== Segment start ==

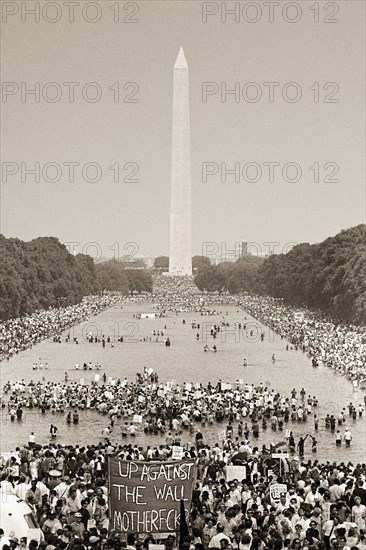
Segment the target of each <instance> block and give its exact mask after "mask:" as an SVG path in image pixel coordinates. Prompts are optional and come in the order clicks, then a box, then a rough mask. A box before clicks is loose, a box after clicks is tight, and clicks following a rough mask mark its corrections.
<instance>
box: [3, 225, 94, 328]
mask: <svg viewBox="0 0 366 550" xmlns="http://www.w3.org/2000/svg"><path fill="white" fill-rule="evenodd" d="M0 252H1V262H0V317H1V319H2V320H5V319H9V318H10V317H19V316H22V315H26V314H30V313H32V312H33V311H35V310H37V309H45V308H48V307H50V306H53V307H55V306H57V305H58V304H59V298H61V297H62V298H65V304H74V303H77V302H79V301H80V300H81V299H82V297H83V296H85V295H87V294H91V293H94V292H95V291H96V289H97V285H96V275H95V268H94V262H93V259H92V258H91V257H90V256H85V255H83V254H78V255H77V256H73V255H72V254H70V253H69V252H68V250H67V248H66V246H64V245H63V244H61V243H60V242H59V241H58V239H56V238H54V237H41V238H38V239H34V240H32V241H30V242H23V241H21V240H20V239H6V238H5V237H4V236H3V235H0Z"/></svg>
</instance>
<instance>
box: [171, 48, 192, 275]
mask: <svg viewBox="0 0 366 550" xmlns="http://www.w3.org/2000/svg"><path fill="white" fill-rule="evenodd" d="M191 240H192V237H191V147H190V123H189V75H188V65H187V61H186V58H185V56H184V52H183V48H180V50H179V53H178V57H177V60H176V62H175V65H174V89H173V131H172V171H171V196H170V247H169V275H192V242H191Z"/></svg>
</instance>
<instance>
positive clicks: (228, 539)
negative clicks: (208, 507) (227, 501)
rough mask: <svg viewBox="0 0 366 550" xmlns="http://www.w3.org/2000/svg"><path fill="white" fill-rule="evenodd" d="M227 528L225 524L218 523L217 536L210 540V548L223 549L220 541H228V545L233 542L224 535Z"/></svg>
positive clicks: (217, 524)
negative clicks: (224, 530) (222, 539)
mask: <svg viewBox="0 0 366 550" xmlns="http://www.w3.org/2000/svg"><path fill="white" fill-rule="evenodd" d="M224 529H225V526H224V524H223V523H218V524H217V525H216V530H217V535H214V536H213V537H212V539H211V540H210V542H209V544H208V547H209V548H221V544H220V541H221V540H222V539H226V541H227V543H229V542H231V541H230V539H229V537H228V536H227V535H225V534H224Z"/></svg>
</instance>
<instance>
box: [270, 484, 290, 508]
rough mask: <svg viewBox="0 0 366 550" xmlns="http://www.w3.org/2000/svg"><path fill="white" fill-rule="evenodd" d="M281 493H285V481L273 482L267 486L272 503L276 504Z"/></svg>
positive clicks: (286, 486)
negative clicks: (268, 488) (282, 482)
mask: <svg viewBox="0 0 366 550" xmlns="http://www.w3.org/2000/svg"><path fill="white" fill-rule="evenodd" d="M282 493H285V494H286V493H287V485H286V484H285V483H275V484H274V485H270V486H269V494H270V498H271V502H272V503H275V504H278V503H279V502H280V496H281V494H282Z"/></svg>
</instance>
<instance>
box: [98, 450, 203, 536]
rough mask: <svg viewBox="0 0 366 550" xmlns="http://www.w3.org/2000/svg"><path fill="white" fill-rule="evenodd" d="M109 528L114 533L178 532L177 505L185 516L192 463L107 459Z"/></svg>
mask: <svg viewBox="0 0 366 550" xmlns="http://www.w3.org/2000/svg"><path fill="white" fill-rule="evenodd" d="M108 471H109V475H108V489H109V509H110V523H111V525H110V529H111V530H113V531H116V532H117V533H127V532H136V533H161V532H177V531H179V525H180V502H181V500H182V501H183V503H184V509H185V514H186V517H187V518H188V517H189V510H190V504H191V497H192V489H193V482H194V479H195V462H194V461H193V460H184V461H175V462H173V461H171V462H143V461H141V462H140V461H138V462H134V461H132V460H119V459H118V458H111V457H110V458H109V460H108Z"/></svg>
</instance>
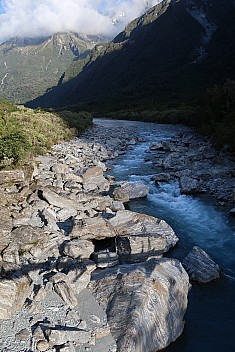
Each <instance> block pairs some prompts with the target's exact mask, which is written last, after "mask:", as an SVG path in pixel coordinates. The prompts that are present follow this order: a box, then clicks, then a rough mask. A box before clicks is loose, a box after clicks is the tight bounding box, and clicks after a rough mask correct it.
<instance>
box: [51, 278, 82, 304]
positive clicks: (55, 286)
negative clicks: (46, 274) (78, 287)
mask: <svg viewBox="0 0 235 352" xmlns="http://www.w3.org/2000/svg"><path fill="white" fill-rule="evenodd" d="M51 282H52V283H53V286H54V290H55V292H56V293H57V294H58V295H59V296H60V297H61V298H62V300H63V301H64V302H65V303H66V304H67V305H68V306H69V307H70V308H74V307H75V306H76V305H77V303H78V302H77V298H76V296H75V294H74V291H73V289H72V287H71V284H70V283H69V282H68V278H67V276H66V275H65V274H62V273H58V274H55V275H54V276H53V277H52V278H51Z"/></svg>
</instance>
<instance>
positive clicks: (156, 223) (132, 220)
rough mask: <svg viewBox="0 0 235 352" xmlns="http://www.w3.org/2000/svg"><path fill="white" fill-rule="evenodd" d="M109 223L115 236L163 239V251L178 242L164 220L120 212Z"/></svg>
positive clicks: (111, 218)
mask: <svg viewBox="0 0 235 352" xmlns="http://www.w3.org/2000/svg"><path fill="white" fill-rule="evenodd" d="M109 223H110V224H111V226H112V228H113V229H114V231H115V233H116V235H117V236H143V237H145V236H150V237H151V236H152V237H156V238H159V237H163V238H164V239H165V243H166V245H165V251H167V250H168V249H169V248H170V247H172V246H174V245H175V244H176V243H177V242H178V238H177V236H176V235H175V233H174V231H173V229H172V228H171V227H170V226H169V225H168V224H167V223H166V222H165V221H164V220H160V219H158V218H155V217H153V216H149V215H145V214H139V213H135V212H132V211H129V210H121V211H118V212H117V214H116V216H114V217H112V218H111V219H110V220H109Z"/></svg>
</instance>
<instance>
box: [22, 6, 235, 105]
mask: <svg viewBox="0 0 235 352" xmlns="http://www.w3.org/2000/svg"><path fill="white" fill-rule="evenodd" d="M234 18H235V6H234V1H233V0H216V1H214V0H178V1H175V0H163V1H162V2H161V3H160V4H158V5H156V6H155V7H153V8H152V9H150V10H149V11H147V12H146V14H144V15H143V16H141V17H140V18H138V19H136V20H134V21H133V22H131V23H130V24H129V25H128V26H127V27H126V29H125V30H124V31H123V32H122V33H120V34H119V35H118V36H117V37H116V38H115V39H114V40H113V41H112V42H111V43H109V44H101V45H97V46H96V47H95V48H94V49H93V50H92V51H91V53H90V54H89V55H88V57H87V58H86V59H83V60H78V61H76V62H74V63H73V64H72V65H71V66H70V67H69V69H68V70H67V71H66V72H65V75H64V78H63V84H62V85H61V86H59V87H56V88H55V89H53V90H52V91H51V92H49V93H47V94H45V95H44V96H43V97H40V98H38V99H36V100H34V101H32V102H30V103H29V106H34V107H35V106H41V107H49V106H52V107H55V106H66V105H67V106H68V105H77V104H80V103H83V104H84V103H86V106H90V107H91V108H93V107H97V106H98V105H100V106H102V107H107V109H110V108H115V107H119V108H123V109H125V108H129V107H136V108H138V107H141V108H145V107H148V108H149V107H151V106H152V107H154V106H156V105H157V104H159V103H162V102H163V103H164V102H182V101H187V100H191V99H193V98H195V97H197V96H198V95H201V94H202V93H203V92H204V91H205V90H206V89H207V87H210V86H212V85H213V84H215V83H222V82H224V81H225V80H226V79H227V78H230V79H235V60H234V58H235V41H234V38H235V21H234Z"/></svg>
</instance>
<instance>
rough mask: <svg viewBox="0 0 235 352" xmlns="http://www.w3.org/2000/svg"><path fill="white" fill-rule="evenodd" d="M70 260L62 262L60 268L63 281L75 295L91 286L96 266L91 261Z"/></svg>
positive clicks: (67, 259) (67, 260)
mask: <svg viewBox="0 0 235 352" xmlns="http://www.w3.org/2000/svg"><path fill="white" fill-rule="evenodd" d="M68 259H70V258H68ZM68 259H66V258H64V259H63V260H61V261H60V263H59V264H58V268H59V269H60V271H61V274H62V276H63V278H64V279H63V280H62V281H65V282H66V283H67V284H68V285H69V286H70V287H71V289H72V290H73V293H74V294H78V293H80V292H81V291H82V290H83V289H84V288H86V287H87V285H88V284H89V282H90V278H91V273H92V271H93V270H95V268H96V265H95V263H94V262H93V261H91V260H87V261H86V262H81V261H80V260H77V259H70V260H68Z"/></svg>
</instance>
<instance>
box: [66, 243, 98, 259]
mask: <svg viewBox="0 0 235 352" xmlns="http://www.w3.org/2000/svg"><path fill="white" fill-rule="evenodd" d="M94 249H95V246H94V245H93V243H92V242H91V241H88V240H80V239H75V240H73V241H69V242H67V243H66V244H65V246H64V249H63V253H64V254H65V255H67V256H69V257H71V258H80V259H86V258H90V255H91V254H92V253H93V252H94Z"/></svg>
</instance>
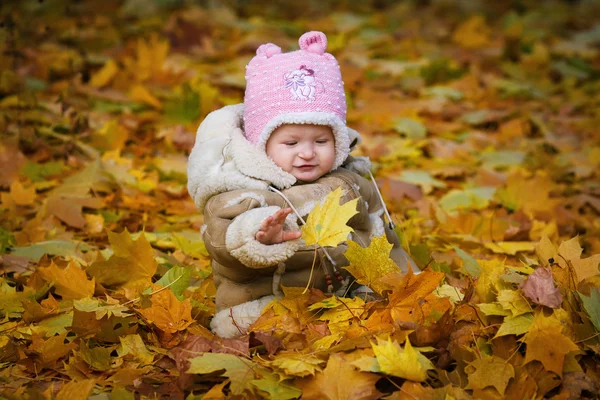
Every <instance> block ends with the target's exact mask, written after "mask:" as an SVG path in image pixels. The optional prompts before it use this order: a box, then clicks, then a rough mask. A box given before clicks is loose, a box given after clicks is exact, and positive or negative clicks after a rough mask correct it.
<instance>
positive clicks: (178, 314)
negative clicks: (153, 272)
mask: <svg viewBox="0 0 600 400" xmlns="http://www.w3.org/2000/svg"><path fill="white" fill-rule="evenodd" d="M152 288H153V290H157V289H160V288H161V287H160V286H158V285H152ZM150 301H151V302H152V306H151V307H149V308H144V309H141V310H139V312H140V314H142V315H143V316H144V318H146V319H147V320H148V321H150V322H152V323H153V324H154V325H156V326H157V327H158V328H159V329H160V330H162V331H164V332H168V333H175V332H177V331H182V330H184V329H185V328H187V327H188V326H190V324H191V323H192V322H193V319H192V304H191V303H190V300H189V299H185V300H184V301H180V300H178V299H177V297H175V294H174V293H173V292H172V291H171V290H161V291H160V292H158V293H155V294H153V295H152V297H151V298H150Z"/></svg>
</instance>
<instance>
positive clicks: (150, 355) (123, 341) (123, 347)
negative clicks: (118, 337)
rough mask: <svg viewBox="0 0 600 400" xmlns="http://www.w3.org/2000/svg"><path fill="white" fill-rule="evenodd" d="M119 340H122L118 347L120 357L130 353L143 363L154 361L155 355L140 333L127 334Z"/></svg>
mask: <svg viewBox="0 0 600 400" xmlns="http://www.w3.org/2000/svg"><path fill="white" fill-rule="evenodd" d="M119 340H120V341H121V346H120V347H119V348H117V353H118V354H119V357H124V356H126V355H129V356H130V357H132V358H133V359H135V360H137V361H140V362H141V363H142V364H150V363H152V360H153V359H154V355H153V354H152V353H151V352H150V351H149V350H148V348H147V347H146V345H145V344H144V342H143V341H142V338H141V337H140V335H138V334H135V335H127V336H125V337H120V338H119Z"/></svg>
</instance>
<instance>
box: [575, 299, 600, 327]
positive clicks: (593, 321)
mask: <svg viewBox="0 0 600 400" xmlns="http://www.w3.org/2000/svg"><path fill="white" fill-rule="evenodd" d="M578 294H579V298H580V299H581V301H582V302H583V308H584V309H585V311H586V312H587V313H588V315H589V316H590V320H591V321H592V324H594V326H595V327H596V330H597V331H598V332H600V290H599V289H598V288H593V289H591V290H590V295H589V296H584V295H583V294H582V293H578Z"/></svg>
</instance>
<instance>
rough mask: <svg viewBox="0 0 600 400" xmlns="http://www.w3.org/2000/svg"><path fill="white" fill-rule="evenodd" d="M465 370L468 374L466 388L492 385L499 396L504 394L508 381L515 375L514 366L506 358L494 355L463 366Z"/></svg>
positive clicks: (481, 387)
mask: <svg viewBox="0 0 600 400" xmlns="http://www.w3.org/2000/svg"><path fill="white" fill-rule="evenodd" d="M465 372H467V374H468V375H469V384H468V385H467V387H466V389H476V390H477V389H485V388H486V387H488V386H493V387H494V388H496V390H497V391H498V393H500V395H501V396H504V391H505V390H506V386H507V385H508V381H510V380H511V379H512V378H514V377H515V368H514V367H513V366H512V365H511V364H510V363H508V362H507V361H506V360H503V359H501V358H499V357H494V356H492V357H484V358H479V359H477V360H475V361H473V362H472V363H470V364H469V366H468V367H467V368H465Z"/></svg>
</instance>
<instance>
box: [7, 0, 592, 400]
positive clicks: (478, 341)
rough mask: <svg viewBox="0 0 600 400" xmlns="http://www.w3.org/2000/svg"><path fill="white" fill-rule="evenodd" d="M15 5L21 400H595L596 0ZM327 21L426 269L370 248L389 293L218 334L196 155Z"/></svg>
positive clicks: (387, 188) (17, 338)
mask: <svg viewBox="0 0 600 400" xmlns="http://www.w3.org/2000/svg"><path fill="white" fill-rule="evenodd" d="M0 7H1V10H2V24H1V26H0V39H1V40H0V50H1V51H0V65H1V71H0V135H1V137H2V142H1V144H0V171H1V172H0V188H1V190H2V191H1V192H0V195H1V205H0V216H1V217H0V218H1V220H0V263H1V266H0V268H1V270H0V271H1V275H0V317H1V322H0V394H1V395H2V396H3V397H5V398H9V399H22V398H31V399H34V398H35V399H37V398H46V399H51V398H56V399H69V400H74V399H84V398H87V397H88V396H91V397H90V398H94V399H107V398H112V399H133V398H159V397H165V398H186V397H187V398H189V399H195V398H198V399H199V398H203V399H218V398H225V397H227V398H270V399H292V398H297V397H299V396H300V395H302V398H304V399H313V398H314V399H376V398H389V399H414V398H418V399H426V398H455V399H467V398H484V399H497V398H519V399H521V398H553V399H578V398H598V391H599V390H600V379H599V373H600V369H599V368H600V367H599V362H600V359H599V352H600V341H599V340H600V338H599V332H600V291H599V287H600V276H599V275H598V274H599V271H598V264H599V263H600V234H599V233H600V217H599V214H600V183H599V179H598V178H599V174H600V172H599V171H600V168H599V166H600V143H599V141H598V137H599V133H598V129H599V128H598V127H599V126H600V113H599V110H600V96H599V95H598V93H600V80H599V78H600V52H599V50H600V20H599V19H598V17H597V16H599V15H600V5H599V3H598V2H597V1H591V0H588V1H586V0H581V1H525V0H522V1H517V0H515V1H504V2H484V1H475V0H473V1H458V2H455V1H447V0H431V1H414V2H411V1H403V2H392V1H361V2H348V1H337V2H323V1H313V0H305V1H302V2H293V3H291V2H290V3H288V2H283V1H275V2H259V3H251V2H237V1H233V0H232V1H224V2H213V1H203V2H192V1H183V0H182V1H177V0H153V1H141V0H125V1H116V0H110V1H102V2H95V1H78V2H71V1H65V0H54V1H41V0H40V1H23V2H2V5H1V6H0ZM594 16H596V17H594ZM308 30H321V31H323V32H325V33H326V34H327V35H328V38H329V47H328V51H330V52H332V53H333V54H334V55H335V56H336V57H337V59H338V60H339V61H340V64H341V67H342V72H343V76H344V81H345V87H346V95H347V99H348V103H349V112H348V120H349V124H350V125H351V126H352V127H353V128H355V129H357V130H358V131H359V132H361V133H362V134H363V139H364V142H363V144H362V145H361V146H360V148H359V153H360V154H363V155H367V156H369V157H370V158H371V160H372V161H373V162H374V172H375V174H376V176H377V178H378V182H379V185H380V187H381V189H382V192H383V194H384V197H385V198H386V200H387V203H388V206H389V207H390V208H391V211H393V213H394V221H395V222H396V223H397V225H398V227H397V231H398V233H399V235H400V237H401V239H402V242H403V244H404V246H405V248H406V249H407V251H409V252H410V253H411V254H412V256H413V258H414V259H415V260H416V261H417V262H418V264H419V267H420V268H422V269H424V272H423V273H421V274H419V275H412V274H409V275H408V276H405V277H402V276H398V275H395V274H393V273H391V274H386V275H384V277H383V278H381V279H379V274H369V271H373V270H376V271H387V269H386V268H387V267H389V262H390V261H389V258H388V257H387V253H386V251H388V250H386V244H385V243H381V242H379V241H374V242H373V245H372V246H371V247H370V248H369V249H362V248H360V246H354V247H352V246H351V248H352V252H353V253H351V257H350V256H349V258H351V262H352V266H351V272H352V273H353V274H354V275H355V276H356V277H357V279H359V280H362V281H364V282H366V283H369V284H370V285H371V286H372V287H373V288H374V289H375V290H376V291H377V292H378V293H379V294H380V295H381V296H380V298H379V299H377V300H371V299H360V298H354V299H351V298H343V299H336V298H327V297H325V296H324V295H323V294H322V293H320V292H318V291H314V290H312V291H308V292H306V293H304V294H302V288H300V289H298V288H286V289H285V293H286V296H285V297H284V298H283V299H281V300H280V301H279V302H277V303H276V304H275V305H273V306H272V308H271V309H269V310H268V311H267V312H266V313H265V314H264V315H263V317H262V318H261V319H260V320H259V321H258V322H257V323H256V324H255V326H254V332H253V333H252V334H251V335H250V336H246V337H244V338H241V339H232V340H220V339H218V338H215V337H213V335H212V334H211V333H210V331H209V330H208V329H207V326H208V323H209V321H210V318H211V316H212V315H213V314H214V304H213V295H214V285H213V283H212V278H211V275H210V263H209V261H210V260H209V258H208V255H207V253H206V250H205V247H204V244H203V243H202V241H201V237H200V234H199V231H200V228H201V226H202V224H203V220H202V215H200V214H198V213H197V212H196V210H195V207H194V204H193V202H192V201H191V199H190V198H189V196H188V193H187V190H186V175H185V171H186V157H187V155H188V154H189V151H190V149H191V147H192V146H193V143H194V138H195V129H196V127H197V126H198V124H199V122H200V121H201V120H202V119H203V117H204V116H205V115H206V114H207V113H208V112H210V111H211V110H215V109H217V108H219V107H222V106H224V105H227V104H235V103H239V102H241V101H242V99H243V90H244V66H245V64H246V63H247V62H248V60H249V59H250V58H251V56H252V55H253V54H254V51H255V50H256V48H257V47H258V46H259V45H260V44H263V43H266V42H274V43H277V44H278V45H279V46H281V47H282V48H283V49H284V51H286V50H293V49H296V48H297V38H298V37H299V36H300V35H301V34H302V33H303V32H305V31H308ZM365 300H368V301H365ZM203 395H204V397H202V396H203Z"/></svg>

== Segment end ==

— Instruction —
Extract, word for word, everything from the start of the lines above down to and including the line containing "box: [3, 225, 94, 328]", leaving out the pictures.

— Exercise response —
Segment the target of each <instance> block and give its exact mask after "mask:" as an SVG path in image pixel coordinates. Prompts are optional and come in the order clicks, then a box, then a rough mask. A box before clicks is loose, a box after clicks is tight, and clicks following a rough mask mark its corrections.
<instance>
box: [3, 225, 94, 328]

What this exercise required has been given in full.